[Dataset entries]

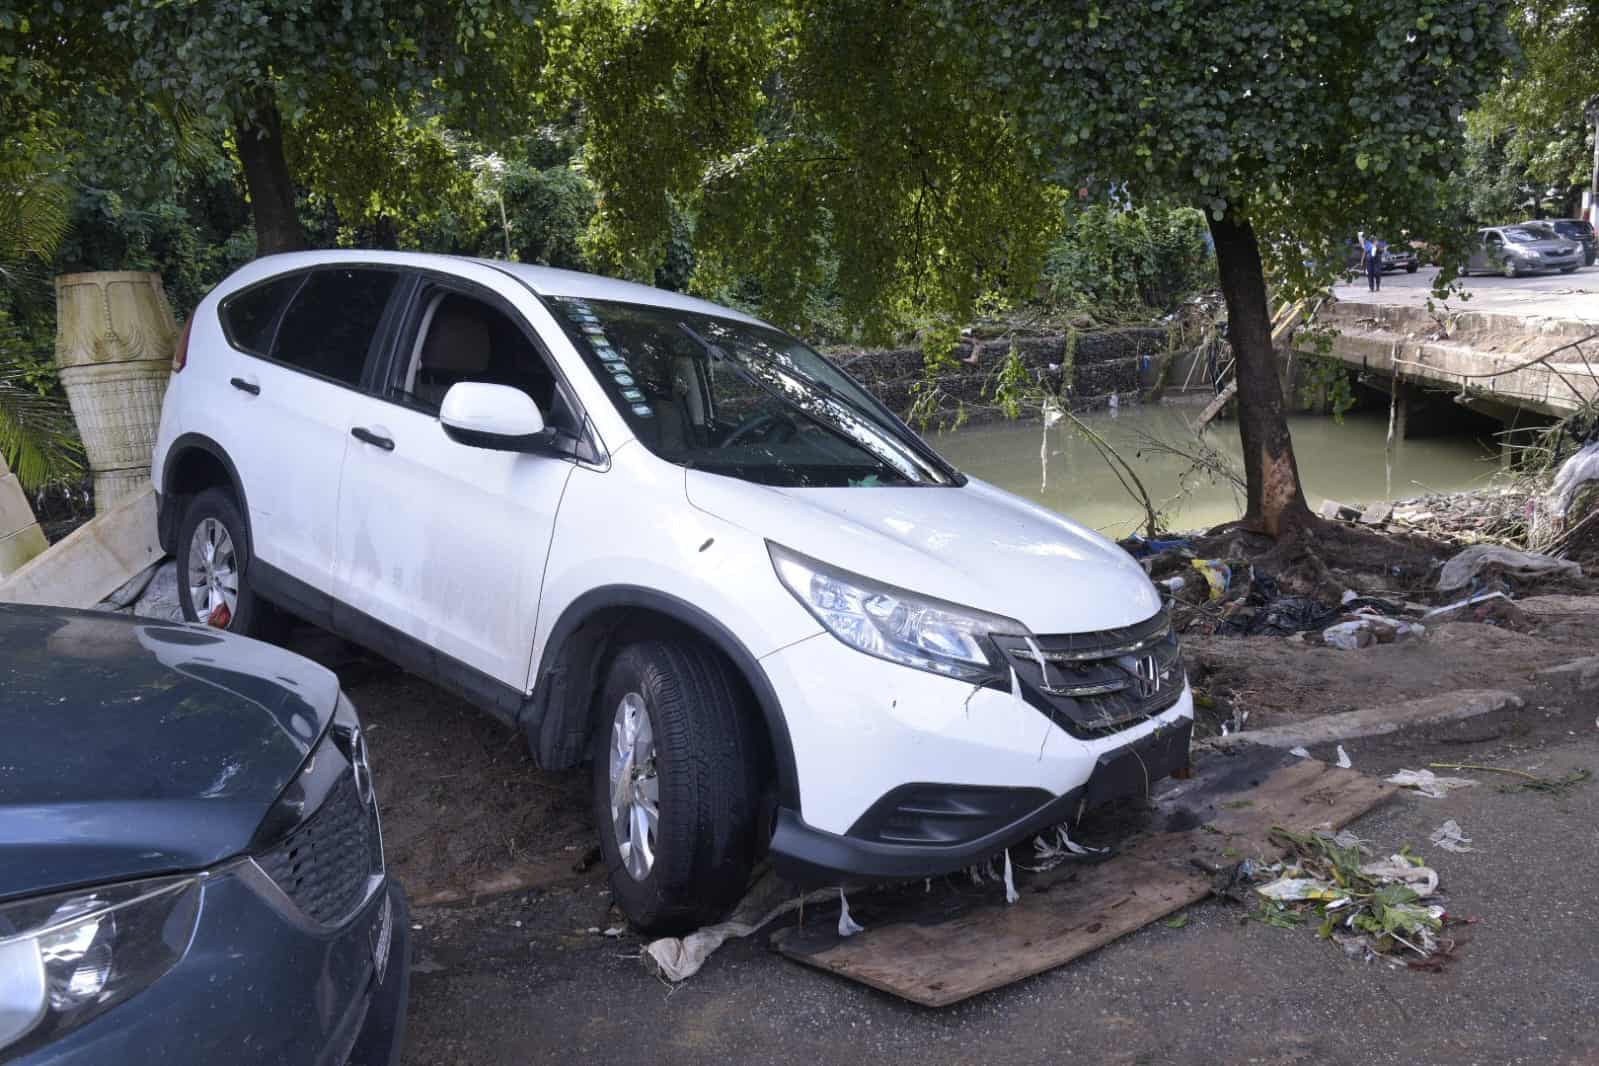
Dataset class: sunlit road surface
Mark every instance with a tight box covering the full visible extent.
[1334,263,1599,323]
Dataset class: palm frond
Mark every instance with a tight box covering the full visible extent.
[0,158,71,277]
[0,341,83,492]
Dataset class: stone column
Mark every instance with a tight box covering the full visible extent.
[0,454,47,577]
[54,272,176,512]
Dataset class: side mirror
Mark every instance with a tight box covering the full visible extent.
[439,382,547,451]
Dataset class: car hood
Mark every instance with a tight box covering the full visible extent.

#### EXERCISE REQUIREMENTS:
Repeat the data word for word, minus any pictures.

#### THE ANSWER:
Dataset class: sunlit road surface
Mark every instance with a tight box covering the full visible extent.
[1334,263,1599,323]
Dataset class: palm frond
Mark every instance with a tight box covering the full visible extent.
[0,158,71,277]
[0,341,83,492]
Dataset class: stone column
Mark every instance with a tight box covering the full visible extent.
[0,454,47,577]
[54,272,176,512]
Dataset class: side mirror
Mark every instance with a tight box covering the full visible extent.
[439,382,547,451]
Dataset class: car hood
Mark every instance with a tight box covering the full visible extent.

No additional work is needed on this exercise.